## Supplied passage
────────────────

It was anticipated that by introducing fluoroquinolones into drug-susceptible regimens, the treatment period could be reduced by 2 months (from 6 to 4 months) (8). Clinical trials with moxifloxacin (MXF) produced mixed results, with some displaying superior activity that would indicate shorter treatment courses (9, 10) but others displaying little to no acceleration in achieving negative culture conversion (11, 12). However, a recent meta-analysis of all clinical data showed a significant improvement of culture conversion rates in total (13).
Pharmacokinetic/pharmacodynamic (PK/PD) models are useful in evaluating the length of treatment required by new regimens of anti-TB drugs. Recent clinical trials have highlighted the concerns of preclinical studies. Animal models show dynamics that differ from those observed in humans (14, 15), and predicted treatment improvements observed in mice with reformed regimens have often failed to reflect similar results in clinical settings. For example, murine studies with rifamycins (16–18) overpredicted the superior activity of higher doses of rifapentine in clinical studies. Similarly, animal studies were interpreted as showing a significant potential for the reduction in time of TB treatment with MXF (19), suggesting that treatment could be reduced by 1 month based on the in vivo results (20). However, phase 3 clinical trials (e.g., REMOX and RIFAQUIN) highlighted that despite the superiority of MXF, it was insufficient to display relapse-free cure rates observed in 6 months of conventional TB therapy (11, 21).
We have previously shown that PD data obtained from an in vitro intracellular (macrophage) M. tuberculosis high-content imaging-based platform, termed intracellular pharmacodynamics (PDi), can be a powerful tool for predicting the activity of first-line TB drugs in patients (22). Our platform is capable of defining the killing kinetics of first line anti-TB drugs against intracellular M. tuberculosis. Building from this previous work, and using a refined method that allows for extended monitoring of live drug-exposed intracellular M. tuberculosis, we profile fluoroquinolones here to assess their antitubercular efficacy. In addition, using these data we performed PDi-based PK/PD predictions of clinical outcome in terms of culture conversion rates and compare these values with clinical studies. The data are discussed in the context of the use of fluoroquinolones toward shortening treatment duration and the value of the PDi-based approach as a decision-making tool in the drug development of new treatment therapies.

────────────────

## Source information

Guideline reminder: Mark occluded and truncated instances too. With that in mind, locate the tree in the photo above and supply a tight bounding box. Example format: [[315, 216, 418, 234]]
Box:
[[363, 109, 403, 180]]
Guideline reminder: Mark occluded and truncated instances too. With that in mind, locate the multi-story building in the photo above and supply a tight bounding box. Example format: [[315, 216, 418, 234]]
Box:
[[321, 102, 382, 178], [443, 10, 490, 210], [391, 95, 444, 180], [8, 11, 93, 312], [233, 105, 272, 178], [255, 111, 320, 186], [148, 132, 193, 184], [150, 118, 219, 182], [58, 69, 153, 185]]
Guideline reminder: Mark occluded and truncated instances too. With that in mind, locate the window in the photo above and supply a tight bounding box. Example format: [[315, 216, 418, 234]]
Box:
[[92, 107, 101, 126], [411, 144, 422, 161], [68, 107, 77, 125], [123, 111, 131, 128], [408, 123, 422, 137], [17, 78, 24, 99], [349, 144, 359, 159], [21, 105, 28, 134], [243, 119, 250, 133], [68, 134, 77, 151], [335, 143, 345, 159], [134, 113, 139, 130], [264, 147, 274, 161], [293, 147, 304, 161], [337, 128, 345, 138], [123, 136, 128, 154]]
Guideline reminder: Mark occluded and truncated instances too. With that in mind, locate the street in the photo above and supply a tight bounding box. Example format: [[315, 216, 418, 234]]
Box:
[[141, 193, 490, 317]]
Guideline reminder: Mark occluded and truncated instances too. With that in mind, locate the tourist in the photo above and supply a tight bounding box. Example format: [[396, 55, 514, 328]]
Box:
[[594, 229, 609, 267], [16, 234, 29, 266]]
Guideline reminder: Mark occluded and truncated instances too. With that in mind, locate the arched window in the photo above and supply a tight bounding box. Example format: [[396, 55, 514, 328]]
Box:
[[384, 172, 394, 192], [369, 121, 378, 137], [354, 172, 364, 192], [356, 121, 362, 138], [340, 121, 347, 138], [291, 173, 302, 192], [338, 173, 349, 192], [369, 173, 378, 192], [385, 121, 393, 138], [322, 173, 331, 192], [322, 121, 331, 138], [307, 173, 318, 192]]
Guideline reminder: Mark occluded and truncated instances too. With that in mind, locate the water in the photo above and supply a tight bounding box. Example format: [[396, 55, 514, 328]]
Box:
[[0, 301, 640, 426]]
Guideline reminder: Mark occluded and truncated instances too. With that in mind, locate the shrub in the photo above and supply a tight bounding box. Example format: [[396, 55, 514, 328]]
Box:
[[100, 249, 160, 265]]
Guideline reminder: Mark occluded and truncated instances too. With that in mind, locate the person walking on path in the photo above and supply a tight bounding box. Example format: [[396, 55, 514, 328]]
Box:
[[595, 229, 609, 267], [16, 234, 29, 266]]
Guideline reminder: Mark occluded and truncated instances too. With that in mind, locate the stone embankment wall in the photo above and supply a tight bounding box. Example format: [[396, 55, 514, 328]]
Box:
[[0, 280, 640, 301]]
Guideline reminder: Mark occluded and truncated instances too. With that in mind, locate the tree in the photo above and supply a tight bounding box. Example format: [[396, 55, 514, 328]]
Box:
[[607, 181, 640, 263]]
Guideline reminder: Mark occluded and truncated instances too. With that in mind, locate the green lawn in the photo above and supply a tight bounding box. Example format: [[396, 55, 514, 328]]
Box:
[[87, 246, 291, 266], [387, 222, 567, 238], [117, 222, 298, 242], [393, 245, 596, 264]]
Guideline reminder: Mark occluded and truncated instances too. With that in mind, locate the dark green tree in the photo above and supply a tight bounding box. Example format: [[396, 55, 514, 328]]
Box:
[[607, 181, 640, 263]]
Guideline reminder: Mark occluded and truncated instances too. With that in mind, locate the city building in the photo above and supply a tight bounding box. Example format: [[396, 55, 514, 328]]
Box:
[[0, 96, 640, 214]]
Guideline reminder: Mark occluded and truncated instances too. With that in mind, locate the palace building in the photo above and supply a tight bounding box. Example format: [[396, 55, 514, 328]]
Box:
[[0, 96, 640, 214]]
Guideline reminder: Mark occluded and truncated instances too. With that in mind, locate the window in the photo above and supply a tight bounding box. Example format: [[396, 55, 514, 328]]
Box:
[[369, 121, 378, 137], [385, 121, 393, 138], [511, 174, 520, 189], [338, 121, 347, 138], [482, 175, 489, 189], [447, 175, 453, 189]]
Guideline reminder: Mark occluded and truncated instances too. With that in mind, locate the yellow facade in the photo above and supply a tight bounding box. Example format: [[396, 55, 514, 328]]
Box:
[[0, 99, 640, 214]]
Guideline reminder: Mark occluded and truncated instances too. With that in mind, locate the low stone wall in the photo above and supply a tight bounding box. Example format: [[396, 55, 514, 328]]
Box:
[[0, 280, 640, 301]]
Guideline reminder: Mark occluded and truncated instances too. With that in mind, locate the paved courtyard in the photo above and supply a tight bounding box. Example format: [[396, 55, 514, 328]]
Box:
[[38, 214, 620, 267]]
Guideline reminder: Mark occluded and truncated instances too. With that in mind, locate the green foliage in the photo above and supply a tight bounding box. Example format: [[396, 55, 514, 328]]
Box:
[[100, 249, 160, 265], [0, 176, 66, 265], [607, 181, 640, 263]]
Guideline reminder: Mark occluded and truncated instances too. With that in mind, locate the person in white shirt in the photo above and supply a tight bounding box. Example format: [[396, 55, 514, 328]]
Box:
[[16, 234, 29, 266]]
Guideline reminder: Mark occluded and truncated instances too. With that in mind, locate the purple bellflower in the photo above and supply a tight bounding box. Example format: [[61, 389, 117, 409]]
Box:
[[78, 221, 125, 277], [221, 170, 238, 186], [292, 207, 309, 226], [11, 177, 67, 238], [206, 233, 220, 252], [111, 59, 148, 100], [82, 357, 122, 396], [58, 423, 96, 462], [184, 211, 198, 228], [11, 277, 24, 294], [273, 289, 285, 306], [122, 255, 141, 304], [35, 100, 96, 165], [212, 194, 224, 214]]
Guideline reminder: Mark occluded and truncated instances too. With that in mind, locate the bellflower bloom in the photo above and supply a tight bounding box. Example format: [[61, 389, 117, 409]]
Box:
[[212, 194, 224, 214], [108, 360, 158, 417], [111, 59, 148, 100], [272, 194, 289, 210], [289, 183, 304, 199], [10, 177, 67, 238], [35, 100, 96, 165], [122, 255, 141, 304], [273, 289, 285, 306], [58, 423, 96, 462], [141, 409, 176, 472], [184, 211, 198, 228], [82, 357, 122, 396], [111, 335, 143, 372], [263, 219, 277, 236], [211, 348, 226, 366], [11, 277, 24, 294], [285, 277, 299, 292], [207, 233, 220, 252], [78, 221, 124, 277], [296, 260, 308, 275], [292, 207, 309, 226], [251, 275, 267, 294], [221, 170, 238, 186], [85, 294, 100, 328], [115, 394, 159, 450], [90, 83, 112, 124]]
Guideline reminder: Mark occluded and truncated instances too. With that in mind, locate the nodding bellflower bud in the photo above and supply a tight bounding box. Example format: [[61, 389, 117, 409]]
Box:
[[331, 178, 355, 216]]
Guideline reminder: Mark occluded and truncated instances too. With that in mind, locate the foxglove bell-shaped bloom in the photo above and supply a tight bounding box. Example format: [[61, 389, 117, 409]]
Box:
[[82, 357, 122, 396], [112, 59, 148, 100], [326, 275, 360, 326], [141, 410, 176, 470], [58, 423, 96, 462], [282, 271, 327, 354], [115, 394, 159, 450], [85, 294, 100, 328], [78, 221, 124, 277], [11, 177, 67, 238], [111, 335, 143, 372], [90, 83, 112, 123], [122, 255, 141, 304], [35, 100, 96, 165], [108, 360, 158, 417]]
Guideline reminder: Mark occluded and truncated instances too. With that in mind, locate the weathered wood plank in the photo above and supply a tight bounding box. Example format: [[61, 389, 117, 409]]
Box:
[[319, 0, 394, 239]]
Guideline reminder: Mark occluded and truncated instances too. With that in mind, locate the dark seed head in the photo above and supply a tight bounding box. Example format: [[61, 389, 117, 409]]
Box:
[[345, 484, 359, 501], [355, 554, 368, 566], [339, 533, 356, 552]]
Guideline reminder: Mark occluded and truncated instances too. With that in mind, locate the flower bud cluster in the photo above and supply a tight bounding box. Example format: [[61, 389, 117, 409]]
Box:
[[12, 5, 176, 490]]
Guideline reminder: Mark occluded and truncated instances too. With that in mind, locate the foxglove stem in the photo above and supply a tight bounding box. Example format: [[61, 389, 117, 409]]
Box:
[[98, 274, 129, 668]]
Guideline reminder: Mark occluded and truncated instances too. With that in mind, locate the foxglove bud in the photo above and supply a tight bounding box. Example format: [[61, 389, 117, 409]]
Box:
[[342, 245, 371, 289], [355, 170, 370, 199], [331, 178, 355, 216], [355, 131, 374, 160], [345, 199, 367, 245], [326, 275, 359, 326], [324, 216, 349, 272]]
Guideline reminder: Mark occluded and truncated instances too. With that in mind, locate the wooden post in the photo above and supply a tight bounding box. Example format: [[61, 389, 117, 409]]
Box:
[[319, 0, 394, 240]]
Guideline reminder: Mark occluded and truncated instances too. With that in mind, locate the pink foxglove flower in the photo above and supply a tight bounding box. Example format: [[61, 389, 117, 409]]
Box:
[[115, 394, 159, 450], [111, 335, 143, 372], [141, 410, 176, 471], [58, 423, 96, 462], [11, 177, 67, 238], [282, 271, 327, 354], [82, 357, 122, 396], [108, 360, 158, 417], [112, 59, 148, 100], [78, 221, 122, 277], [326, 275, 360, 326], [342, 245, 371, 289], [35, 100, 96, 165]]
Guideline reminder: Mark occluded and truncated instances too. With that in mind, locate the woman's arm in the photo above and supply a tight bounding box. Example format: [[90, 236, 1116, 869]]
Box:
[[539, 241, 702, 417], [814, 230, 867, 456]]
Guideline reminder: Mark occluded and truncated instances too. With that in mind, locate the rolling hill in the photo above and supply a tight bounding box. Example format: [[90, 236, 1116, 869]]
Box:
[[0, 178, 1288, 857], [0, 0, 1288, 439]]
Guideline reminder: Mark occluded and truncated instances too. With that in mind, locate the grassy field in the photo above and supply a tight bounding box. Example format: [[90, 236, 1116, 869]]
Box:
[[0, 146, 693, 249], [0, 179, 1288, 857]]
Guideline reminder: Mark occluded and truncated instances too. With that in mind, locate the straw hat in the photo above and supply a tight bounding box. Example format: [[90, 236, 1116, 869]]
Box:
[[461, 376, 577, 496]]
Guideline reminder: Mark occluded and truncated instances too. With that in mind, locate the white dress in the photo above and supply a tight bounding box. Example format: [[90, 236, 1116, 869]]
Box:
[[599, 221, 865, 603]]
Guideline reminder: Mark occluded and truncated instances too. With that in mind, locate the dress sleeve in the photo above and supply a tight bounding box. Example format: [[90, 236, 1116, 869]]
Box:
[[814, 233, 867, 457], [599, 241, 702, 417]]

────────────────

## What the task requires
In the passage on fluoroquinolones in tuberculosis treatment, by how much was adding fluoroquinolones to drug-susceptible regimens expected to shorten the treatment period?

## Exercise response
By 2 months, from 6 to 4 months.